=== Consigne A ===
Selon le passage à examiner, pourquoi M. Gérard Collomb juge-t-il qu'on ne peut pas « rester statiques » ? Répondez en une à trois phrases.
=== Consigne B ===
Transcrivez fidèlement le passage à examiner entre « En outre, comme » et « tout à l’heure. », bornes incluses.

Mme Jacqueline Gourault, rapporteur. Très bien !

M. le président. La parole est à M. Gérard Collomb.

M. Gérard Collomb. Deux minutes, c’est peu pour construire une métropole de deux millions d’habitants…

Je suis de ceux qui préconisent de bouger, car la réalité a changé. Lorsque je regarde l’agglomération lyonnaise – non pas ses institutions, mais le quotidien de celles et de ceux qui l’habitent –, je vois qu’elle s’étend aujourd’hui sur quatre départements. Notre aéroport, quant à lui, s’étend sur trois départements. Nous ne pouvons donc pas rester statiques.

Cela étant, madame le ministre, il vous faut rassurer nos collègues qui voient, derrière ce grand projet de réforme, la volonté de modifier les modes de scrutin. (M. Dominique Braye proteste.) Vous le savez bien, il y a toujours des gens que le doute habite …

M. Dominique Braye. Mais vous n’en faites pas partie ! (Sourires.)

M. Gérard Collomb. Le mode de scrutin régional actuel, par exemple, permet d’élaborer des projets globaux d’envergure, qui sont stratégiques pour notre pays, loin de ces projets qui ne seraient qu’un saupoudrage à l’échelle de « supercantons ».

En outre, comme le rapport d’étape de la mission temporaire le montre bien, si nous voulons progresser et mener à bien la réforme, il faut que la diversité des territoires appelle une diversité des solutions. À cet égard, j’aime beaucoup le mot de Fernand Braudel, rapporté par Jean-Pierre Chevènement : « la France se nomme diversité ».

M. le président. Veuillez conclure !

M. Gérard Collomb. On ne peut en effet pas traiter les départements à dominante rurale comme les départements à dominante urbaine.

M. Gérard Collomb. M. Mercier a très justement mis l’accent sur ce point, tout à l’heure.

Enfin, vos métropoles ont 400 000 habitants ; la communauté urbaine de Lyon, quant à elle, compte déjà 1,3 million d’habitants. Nous voulons donc essayer de constituer une « supermétropole » comprenant à la fois – tous les partenaires en sont d’accord – la communauté urbaine de Lyon, Saint-Étienne métropole, la communauté d’agglomération des pays isérois. C’est à cette condition que nous serons compétitifs face à des villes comme Turin, Milan ou Manchester. Bref, nous pourrons alors rivaliser avec les grandes métropoles européennes. C’est un enjeu fondamental pour notre pays.

=== Entrées fournies ===
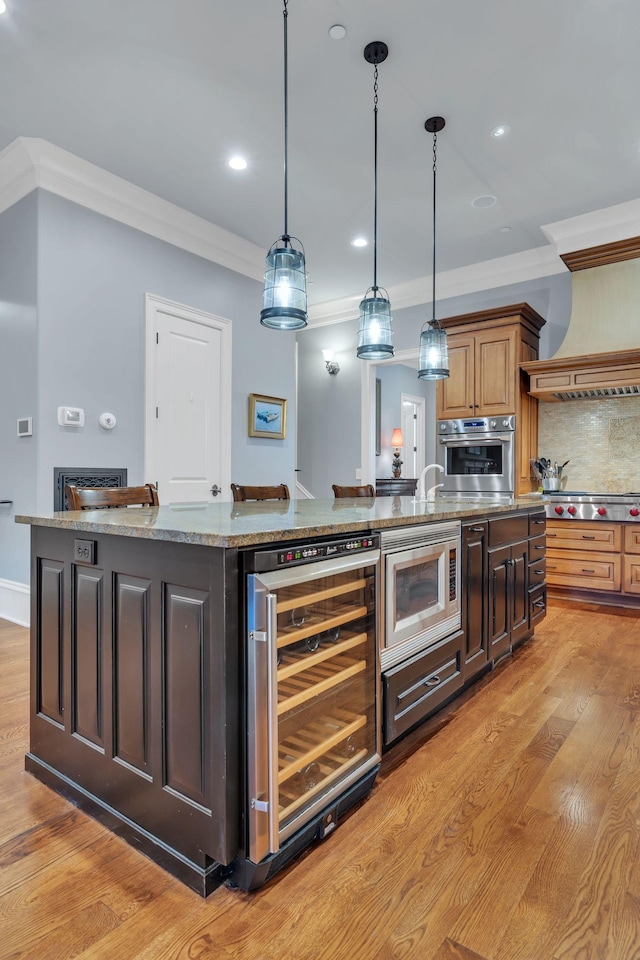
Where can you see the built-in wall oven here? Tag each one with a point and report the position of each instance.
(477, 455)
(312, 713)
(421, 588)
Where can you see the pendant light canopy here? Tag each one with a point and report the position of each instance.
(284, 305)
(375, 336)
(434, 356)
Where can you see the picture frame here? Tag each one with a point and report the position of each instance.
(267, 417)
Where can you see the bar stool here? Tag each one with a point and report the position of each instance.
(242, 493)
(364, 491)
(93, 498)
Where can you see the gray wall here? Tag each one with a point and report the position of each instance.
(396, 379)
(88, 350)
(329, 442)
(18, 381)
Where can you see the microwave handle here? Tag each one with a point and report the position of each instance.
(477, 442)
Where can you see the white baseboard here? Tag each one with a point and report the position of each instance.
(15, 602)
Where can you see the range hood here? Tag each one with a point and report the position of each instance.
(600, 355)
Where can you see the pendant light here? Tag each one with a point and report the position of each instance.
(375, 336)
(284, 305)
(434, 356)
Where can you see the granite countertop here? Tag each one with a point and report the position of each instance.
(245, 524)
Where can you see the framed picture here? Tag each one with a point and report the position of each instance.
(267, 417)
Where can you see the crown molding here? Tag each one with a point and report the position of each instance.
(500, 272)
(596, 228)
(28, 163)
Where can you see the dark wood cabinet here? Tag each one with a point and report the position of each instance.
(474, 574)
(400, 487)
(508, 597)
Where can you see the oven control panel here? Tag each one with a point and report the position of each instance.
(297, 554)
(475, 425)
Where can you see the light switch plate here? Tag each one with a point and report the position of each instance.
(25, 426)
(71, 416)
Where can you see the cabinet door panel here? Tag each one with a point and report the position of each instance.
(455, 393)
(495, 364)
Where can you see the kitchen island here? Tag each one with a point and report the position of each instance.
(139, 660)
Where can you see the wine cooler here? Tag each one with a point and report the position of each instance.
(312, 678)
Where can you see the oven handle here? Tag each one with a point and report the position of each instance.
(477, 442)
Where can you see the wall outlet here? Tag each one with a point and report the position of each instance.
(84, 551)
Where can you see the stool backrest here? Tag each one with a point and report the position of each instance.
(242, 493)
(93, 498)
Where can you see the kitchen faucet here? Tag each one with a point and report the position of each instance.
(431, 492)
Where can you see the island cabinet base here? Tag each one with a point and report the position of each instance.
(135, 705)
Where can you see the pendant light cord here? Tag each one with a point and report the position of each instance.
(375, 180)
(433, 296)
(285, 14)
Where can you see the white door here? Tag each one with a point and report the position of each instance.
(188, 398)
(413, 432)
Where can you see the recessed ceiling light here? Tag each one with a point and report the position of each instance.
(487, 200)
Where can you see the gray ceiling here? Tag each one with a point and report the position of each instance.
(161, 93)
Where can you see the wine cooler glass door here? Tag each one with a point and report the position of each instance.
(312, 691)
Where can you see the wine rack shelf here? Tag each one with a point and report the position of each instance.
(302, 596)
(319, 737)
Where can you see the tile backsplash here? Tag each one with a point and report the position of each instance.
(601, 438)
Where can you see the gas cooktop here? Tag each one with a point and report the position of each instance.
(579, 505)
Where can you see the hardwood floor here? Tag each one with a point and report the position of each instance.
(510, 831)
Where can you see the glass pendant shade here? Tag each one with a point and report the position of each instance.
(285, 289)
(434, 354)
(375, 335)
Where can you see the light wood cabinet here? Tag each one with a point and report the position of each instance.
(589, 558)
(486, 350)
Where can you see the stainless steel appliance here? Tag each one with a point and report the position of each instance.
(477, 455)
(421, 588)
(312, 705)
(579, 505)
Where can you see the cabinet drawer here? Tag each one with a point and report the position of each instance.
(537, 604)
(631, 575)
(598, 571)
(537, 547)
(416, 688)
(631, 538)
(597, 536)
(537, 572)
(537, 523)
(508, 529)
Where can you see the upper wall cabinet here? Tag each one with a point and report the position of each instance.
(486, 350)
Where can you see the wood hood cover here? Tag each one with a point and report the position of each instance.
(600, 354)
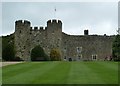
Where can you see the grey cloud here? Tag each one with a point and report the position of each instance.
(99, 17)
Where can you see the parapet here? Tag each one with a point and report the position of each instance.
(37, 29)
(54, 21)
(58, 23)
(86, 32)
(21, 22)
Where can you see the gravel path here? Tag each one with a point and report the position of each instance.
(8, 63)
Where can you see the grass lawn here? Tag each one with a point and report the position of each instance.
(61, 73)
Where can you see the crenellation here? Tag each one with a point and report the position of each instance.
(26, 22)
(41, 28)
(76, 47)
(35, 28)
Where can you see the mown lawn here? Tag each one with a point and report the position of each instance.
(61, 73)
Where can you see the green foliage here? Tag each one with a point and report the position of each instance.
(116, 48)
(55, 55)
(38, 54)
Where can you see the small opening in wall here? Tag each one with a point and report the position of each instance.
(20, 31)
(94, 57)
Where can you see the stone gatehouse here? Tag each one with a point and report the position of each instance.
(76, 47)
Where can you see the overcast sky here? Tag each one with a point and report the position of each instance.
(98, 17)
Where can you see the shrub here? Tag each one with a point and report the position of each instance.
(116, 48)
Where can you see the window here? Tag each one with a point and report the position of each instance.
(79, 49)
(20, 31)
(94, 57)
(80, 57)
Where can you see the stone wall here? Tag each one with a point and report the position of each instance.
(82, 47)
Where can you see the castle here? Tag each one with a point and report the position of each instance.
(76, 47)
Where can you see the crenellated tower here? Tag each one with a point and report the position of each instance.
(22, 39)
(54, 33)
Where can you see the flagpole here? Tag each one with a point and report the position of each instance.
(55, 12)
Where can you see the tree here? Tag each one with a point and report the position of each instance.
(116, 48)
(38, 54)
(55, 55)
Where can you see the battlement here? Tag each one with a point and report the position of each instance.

=== Solution proposée A ===
Parce que la réalité a changé : si l'on regarde le quotidien de ses habitants, l'agglomération lyonnaise s'étend aujourd'hui sur quatre départements, et son aéroport sur trois.

=== Solution proposée B ===
En outre, comme le rapport d’étape de la mission temporaire le montre bien, si nous voulons progresser et mener à bien la réforme, il faut que la diversité des territoires appelle une diversité des solutions. À cet égard, j’aime beaucoup le mot de Fernand Braudel, rapporté par Jean-Pierre Chevènement : « la France se nomme diversité ».

M. le président. Veuillez conclure !

M. Gérard Collomb. On ne peut en effet pas traiter les départements à dominante rurale comme les départements à dominante urbaine.

M. Gérard Collomb. M. Mercier a très justement mis l’accent sur ce point, tout à l’heure.